***** SUPPLIED MATERIAL

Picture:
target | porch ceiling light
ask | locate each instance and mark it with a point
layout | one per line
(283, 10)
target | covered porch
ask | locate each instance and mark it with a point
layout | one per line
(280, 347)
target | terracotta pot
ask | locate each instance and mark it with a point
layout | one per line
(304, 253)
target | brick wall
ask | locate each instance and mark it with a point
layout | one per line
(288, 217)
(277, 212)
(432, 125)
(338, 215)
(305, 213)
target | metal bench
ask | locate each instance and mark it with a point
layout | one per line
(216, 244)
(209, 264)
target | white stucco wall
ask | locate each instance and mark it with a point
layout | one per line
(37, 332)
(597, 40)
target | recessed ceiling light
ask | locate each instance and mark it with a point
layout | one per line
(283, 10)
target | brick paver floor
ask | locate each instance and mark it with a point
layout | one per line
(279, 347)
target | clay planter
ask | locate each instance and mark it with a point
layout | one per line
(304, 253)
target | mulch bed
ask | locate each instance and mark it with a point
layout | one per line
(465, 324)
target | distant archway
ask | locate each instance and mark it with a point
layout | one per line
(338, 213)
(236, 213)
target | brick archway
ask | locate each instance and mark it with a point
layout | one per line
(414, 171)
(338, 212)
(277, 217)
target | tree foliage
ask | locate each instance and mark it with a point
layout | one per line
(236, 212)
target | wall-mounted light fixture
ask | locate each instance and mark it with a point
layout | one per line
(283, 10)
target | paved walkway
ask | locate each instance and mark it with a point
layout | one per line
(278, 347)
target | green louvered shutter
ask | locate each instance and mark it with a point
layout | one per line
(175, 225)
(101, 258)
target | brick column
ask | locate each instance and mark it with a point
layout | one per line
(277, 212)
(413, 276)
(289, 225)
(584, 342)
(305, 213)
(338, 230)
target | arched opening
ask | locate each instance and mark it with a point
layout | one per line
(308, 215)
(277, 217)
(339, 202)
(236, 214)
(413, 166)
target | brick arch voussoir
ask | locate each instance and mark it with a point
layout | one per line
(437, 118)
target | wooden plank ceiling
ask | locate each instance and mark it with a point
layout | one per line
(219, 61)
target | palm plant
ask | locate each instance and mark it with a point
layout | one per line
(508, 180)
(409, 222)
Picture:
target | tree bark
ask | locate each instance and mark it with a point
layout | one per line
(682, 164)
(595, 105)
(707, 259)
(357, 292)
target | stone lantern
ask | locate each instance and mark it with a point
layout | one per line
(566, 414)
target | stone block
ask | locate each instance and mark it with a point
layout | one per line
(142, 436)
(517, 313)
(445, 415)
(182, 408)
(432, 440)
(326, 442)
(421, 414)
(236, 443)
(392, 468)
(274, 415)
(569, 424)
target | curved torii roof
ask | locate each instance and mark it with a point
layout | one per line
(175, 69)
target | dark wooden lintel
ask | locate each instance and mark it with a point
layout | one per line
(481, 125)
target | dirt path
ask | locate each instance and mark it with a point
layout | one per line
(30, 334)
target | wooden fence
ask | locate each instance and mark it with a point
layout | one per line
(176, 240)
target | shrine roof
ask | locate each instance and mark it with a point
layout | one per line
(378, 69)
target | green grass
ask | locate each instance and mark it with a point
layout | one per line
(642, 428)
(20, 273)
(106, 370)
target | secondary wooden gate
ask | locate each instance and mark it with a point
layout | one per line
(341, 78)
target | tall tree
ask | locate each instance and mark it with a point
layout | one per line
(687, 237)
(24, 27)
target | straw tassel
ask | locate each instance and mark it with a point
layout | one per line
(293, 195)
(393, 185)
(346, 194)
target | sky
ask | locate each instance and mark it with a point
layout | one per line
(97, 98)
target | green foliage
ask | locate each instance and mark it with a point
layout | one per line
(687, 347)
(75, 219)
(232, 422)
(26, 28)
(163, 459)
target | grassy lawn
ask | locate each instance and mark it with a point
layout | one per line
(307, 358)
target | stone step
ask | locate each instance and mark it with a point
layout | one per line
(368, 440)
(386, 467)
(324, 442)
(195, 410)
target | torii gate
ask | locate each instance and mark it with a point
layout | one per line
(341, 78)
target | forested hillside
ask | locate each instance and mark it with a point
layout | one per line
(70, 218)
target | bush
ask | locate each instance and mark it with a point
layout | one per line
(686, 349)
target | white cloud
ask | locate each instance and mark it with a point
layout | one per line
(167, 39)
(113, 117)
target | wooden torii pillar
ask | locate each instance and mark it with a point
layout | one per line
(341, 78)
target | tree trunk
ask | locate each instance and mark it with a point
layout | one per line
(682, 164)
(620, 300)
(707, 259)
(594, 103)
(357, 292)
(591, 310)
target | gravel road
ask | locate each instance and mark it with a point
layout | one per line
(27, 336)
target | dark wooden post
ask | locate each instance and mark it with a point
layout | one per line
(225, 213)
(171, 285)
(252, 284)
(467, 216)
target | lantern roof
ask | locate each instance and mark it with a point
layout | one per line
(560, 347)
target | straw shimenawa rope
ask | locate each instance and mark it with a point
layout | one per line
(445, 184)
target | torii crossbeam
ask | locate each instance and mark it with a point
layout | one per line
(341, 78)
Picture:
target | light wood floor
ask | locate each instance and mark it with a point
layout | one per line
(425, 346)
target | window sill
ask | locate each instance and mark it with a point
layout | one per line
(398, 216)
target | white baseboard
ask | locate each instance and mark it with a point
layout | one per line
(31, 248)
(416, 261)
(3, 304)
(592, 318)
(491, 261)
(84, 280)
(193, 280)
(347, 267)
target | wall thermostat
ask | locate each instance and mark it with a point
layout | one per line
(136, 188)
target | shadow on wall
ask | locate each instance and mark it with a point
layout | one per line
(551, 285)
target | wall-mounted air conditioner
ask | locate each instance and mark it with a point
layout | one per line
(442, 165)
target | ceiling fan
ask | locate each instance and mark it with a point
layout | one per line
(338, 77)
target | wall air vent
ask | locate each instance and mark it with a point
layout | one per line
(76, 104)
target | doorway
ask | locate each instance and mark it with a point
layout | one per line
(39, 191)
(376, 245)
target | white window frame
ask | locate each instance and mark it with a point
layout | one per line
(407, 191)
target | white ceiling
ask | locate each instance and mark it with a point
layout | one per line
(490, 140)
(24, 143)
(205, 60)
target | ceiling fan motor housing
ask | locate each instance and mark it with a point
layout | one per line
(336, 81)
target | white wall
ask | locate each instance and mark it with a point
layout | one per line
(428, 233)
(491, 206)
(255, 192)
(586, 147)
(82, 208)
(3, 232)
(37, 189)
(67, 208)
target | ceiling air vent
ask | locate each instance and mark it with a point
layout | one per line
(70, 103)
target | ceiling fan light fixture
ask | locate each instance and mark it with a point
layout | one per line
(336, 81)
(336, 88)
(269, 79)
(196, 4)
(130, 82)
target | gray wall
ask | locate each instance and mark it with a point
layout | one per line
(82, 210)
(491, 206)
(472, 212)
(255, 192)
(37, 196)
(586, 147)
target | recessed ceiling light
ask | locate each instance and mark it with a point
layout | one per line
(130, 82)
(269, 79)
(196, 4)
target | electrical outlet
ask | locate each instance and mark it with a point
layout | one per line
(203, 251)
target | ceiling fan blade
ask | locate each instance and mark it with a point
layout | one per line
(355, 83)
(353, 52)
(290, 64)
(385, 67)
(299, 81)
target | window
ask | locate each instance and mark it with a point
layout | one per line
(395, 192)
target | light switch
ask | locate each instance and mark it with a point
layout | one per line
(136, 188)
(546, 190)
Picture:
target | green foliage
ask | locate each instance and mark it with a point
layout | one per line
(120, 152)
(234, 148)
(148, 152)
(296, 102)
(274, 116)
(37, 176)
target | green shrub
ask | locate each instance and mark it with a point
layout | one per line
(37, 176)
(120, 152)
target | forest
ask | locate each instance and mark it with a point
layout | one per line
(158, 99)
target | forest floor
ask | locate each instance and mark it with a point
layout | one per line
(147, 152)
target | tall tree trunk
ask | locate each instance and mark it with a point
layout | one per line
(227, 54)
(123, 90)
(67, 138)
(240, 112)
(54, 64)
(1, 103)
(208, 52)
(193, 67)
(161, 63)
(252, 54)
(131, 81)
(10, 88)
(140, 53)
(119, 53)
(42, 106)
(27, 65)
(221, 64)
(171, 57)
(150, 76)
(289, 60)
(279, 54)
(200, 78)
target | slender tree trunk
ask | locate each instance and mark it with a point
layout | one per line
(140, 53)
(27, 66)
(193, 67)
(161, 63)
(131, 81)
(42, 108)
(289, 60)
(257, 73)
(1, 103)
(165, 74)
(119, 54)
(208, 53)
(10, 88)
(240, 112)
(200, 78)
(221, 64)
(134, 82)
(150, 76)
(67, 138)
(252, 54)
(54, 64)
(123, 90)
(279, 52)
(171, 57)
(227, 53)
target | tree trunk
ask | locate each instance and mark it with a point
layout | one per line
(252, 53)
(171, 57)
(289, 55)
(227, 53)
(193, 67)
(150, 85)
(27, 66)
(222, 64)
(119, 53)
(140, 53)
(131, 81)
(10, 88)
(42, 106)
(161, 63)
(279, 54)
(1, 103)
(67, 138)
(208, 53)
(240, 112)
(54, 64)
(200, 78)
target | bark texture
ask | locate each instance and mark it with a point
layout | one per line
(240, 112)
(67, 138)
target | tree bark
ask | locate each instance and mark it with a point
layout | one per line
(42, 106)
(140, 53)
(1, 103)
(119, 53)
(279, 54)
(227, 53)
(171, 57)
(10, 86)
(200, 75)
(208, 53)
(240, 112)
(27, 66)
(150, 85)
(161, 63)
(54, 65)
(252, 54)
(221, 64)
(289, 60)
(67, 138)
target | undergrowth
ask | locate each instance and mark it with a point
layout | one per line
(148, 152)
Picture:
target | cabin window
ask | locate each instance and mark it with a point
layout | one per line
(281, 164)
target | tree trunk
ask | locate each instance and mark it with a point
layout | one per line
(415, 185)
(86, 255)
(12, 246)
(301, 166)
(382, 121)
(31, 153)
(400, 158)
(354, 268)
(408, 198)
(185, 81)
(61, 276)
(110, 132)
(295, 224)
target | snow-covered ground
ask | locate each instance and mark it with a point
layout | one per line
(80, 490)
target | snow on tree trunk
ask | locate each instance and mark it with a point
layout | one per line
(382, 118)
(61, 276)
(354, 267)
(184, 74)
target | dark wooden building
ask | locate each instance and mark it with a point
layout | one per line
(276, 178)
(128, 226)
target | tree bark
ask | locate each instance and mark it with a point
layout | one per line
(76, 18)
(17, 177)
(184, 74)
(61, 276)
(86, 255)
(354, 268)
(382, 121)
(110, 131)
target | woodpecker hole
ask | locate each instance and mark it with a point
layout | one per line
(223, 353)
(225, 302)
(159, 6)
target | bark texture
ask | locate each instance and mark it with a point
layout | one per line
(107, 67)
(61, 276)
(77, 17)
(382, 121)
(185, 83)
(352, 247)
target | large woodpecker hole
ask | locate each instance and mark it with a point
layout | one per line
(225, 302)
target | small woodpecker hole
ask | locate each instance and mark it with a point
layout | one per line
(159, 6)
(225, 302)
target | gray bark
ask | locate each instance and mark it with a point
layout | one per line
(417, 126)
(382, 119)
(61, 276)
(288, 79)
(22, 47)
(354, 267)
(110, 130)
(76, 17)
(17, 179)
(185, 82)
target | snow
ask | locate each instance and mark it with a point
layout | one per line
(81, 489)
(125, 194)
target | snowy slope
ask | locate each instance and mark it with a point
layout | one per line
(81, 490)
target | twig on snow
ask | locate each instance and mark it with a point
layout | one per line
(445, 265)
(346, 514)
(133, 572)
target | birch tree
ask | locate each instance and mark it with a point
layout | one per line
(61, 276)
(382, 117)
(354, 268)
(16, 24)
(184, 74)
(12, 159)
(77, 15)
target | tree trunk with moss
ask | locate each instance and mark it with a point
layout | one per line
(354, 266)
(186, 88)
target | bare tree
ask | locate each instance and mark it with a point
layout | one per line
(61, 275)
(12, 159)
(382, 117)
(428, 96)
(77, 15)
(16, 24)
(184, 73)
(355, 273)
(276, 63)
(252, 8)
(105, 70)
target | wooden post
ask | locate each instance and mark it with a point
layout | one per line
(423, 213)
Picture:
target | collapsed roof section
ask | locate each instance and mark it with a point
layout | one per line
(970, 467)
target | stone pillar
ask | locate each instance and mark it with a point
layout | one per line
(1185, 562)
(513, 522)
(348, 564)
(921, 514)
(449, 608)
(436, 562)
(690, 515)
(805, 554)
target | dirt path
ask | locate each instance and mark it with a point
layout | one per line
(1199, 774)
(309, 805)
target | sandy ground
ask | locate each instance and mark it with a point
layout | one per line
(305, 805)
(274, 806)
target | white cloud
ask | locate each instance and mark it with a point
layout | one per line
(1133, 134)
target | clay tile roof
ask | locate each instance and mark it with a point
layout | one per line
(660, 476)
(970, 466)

**********

GIVEN PROBLEM
Copy exactly the lines above, from the one containing "target | bare tree" through the very last line.

TASK SOLUTION
target | bare tree
ask | locate each instance and mark it with a point
layout | one per line
(61, 275)
(12, 159)
(382, 117)
(428, 96)
(77, 15)
(16, 24)
(184, 73)
(355, 273)
(276, 63)
(252, 8)
(105, 70)
target | wooden post
ask | locate each instance and mark it with a point
layout | one per line
(423, 213)
Picture:
target | collapsed roof section
ask | locate each instance and mark it with a point
layout | one per line
(970, 467)
target | stone pillar
ask | locate each instance and mark it with a point
layout | one per line
(1185, 562)
(513, 522)
(348, 564)
(921, 514)
(449, 608)
(436, 562)
(690, 515)
(805, 554)
target | dirt path
ask | locate each instance and mark it with a point
layout | one per line
(1199, 774)
(309, 805)
target | sandy ground
ask | locate each instance and mark it with a point
layout | one per line
(305, 805)
(274, 806)
target | white cloud
ask | locate each instance and mark it with a point
layout | one per line
(1133, 134)
target | clay tile roof
ask | locate each instance and mark it with a point
layout | one per line
(660, 476)
(970, 466)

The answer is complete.